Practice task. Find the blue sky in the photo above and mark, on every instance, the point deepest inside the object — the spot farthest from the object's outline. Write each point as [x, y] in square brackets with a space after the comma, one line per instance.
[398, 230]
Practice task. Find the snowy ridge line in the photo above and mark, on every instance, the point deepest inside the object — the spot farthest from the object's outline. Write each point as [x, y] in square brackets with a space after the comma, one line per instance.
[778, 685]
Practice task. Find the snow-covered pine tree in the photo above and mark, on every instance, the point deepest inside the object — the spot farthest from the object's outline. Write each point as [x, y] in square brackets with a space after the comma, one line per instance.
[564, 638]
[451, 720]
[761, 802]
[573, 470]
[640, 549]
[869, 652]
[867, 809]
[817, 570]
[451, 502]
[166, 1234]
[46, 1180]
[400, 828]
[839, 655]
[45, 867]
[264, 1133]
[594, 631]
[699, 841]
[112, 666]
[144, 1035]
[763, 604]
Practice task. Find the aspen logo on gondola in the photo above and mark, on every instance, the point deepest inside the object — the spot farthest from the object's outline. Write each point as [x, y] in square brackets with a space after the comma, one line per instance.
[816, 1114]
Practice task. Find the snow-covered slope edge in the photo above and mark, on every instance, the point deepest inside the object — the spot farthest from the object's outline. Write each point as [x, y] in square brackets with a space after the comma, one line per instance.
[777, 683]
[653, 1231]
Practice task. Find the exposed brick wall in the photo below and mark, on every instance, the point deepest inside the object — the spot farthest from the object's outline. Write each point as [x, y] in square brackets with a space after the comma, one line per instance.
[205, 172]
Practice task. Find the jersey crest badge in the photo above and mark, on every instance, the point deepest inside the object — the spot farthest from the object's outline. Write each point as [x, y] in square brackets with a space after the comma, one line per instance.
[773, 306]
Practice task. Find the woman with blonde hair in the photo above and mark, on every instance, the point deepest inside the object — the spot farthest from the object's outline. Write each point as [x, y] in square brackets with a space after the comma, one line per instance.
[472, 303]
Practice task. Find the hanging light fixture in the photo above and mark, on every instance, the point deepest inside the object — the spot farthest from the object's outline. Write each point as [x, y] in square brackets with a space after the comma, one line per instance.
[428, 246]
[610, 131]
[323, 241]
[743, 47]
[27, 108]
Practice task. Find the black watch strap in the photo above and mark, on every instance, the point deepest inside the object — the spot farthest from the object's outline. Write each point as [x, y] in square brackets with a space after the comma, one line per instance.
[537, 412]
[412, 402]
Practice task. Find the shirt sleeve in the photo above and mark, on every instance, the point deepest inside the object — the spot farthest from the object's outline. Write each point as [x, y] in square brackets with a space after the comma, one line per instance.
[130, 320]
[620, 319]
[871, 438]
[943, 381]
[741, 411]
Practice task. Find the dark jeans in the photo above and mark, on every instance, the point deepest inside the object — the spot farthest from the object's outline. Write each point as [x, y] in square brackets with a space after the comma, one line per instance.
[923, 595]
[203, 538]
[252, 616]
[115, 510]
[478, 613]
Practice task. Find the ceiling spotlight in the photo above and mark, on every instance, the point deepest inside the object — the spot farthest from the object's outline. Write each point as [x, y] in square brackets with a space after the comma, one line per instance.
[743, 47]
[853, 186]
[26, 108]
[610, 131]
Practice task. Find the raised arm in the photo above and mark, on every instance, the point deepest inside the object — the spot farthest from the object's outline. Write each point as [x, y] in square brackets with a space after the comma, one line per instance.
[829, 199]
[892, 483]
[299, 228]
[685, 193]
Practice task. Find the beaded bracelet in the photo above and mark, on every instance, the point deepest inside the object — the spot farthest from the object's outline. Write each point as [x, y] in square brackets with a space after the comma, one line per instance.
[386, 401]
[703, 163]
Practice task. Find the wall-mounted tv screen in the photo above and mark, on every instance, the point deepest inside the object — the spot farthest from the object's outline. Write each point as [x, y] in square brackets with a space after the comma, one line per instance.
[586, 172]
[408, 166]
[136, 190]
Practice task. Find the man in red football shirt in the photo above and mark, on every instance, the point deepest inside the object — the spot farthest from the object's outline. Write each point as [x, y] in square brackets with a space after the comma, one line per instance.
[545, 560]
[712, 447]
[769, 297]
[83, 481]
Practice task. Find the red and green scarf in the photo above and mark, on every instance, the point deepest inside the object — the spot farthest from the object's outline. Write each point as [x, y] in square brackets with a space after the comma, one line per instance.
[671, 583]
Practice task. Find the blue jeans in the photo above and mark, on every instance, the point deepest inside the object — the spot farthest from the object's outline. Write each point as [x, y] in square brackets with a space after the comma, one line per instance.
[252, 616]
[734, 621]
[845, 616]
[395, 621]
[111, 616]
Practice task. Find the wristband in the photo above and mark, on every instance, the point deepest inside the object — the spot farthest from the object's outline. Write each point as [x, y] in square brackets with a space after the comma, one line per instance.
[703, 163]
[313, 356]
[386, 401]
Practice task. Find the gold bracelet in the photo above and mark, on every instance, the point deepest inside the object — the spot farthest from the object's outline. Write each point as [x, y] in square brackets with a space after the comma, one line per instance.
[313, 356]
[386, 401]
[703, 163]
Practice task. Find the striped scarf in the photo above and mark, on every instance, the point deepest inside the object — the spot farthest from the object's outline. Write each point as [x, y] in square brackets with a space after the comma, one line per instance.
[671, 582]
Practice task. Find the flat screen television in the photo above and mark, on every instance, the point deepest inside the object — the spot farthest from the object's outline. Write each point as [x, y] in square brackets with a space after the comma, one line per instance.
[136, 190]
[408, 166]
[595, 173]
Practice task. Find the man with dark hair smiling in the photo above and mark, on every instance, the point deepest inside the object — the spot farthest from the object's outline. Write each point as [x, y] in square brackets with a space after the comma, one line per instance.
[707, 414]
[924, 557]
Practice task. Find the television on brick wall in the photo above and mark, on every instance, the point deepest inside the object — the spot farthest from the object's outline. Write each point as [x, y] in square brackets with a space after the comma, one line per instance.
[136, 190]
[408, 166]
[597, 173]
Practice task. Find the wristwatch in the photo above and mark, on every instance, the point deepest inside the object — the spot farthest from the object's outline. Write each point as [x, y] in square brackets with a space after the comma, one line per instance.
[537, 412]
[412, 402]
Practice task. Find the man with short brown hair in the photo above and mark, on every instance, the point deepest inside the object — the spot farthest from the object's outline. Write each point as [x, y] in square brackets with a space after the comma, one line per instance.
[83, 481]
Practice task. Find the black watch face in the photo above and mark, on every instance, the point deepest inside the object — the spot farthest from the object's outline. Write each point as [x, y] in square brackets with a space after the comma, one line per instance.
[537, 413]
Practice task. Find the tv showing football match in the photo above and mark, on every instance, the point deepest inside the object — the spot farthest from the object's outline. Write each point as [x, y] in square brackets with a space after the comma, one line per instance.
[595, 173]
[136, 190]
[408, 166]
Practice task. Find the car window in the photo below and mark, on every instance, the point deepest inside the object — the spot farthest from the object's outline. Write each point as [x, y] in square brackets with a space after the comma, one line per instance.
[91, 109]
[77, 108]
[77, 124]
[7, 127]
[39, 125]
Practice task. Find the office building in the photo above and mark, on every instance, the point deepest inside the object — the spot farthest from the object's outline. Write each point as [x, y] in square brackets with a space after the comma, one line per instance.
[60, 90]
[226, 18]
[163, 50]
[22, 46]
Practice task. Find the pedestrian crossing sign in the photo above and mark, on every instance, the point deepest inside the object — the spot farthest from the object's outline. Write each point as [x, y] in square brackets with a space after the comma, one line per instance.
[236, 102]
++++++++++
[DIRECTION]:
The entries above must be returned in full, exactly as shown.

[RESULT FOR THIS EXERCISE]:
Practice task. Find the blue sky in the photo above and mark, on every instance, the point deepest inside the object — the spot farthest from the object's outline. Write each point as [x, y] in square brackets with a space after the comma, one line per instance.
[398, 230]
Practice task. Find the snowy ridge line in the photo above and mark, on every instance, the point deepest inside the object — the spot farthest from the object's outline. Write each point as [x, y] in square brackets with a space after the comma, one line per instance.
[778, 685]
Practice task. Find the snow-covered pine tree in the photo above and mark, on every instance, the point deepest inside the object — the spot farthest from the object's outline. Write each point as [x, y] in square brackets with a space after the comma, one line per instance.
[564, 638]
[451, 720]
[761, 802]
[573, 470]
[640, 549]
[869, 652]
[867, 809]
[817, 570]
[451, 502]
[166, 1234]
[46, 1180]
[400, 828]
[839, 655]
[45, 867]
[264, 1133]
[594, 631]
[699, 841]
[112, 666]
[144, 1035]
[763, 604]
Practice task. Find the aspen logo on gondola in the photo above and mark, on every instance, the point deepest inside the object — the spot farthest from the object's outline. Write each point as [x, y] in square brackets with a space after the comma, one line per instance.
[816, 1114]
Practice task. Find the snow-covered slope edge in the photo above and mark, on every instance, the point deepest inside the object — the spot farthest from the object's outline. Write each point as [x, y] in square brackets with a space after the comma, one line per instance.
[777, 683]
[653, 1231]
Practice task. Find the exposed brick wall in the photo below and mark, on every instance, the point deepest inside the object — the spot farthest from the object's outline. Write each point as [x, y] in square brackets with a space after the comma, one line per instance.
[205, 172]
Practice task. Find the jersey crest badge in the photo above and mark, on every instance, the point deepest inside the object — the spot farthest from the object's outline. Write each point as [x, y] in square brackets with a space after the comma, one line per instance.
[773, 306]
Practice task. Find the woman with blonde hair in the photo above and mark, on every instance, the point deepest inside the object — the spot farthest from the object's outline. Write each point as [x, y] in square brackets with a space after the comma, one line per instance.
[472, 303]
Practice task. Find the hanging light fixture in the photo above and mark, on every instance, the point deepest inside the object — the spot farthest from the object's outline. Write each point as [x, y] in square brackets with a space after the comma, one line per instance.
[428, 246]
[610, 131]
[323, 241]
[743, 47]
[27, 108]
Practice task. Find the black watch strap in the photo above and mark, on every instance, the point deepest inside the object — the spot farthest from the object's outline. Write each point as [x, y] in square brackets with a space after the comma, one line per instance.
[537, 412]
[412, 402]
Practice task. Find the shirt sleeve in the photo above and mark, on every instance, the point deepest inside the object — the spot farthest from the object's outline. Write each point as [x, y] in square brackets with a space after the comma, one line per instance.
[130, 320]
[620, 319]
[871, 438]
[943, 381]
[741, 411]
Practice task. Find the dark jeans in the photo above and mark, on every instance, the point deepest inside the object — the spot farthest from the object's outline. Write each point as [x, y] in square brackets with a space after the comma, one line per instance.
[923, 595]
[203, 538]
[252, 616]
[115, 510]
[478, 613]
Practice task. Find the ceiling spotlight in the photo above and mark, on every instance, the point deepest inside the object — the spot farthest from the object's outline. Write each point as [x, y] in square brackets with a space after the comma, one line per instance.
[743, 47]
[853, 186]
[26, 108]
[610, 131]
Practice task. Find the raised arm in the photo above and mark, on every instance, the point deepest inside the object — the spot farthest from the object's outline. Write each point as [x, y] in square brackets with a space after the comma, one line per instance.
[829, 199]
[892, 483]
[299, 228]
[685, 193]
Practice task. Find the beaded bracelet in the photo above and mark, on every instance, the point deepest inside the object — the spot farthest from the object's outline. Write each point as [x, y] in square brackets with a space after the comma, one line per instance.
[386, 401]
[703, 163]
Practice task. Find the wall-mounted tv screen in the photo above and mark, on every instance, the point deepest inside the object — the spot farthest from the object's outline. Write each point as [x, y] in square brackets with a space after the comma, one line per instance.
[586, 172]
[408, 166]
[136, 190]
Practice task. Find the man in red football shirt in the photo above and mark, on every instance, the point deepest inside the object — the spot farthest from the object's outline. Write each point as [x, y] in square brackets with a space after the comma, one line per instance.
[545, 560]
[712, 447]
[769, 297]
[83, 481]
Practice task. Find the red and green scarf in the photo above and mark, on every instance, the point deepest inside the object — the spot farthest from the object's outline. Write each point as [x, y] in square brackets with a space after the comma, one line per instance.
[671, 583]
Practice task. Find the blue jeans in the photo above and mark, on every instance, the point deepest inside the object — the spot farthest from the object's outline. Write each point as [x, y] in square brackets with a space after the comma, one line per instance.
[252, 616]
[734, 621]
[845, 616]
[395, 621]
[111, 616]
Practice task. Find the wristband in the photo above and mark, on every instance, the point deepest inside the object — the spot farthest from the object's outline. Write each point as [x, y] in square brackets with a space after the comma, one line per instance.
[703, 163]
[313, 356]
[386, 401]
Practice task. Find the gold bracelet in the photo above and mark, on every instance, the point deepest inside the object — the spot farthest from the object's outline. Write each point as [x, y] in square brackets with a space after the comma, one line per instance.
[313, 356]
[386, 401]
[703, 163]
Practice task. Find the striped scarf in the photo above and mark, on every instance, the point deepest inside the object — the spot farthest from the object's outline. Write each point as [x, y] in square brackets with a space after the comma, one line per instance.
[671, 582]
Practice task. Find the flat screen television in the photo above and mark, on every instance, the point deepest inside the object — the spot farthest from the object's outline. Write each point as [x, y] in square brackets with a space after the comma, one line per instance.
[136, 190]
[408, 166]
[595, 173]
Practice task. Find the man with dark hair smiling in the photo above and mark, on every instance, the point deepest inside the object — the spot farthest from the object's outline. Write each point as [x, y] in square brackets with a space after the comma, one line per instance.
[707, 414]
[924, 557]
Practice task. Find the television on brick wall in the photo above and mark, on every instance, the point deepest inside the object — the spot farthest from the object's outline. Write each point as [x, y] in square brackets with a space after the comma, one line per instance.
[136, 190]
[408, 166]
[597, 173]
Practice task. Find the wristwatch in the photo above and mark, on every instance, the point deepest inside the object — the spot farthest from the object's outline. Write each point as [x, y] in square brackets with a space after the comma, one line per instance.
[537, 412]
[412, 402]
Practice task. Find the man with short brown hair in the photo above and mark, on every instance, the point deepest inside the object — the spot farthest from the object's outline. Write each point as [x, y] in square brackets with a space after the comma, one line per instance.
[83, 481]
Practice task. Find the black watch face in the photo above and mark, on every instance, the point deepest inside the object — the spot farthest from the object's outline. Write each point as [x, y] in square brackets with a space after the comma, one line per instance.
[537, 413]
Practice task. Find the tv showing football match in the photo above and mark, on every instance, the point deepest inside the object — the spot farthest from the object's outline. Write each point as [x, y] in square brackets with a space after the comma, one line per instance.
[595, 173]
[136, 190]
[408, 166]
Practice task. Find the car window in the photo below and mark, on every instance, the point deepest inside the object — the spot farthest from the object's outline. Write each point as [x, y] in square brackets with a space after the comma, one line per instance.
[91, 109]
[77, 108]
[77, 124]
[7, 127]
[39, 125]
Practice task. Find the office building in the photo above and mark, on every instance, the point deepest inside the object — the spot farthest from the object's outline. Write each point as [x, y] in square brackets with a space after the comma, one line per instance.
[60, 90]
[226, 18]
[163, 50]
[22, 46]
Practice task. Find the pedestrian crossing sign in the photo above and mark, on every instance, the point deepest inside the object — the spot farthest from the object's outline. Write each point as [x, y] in square brackets with a space after the comma, one line per instance.
[236, 102]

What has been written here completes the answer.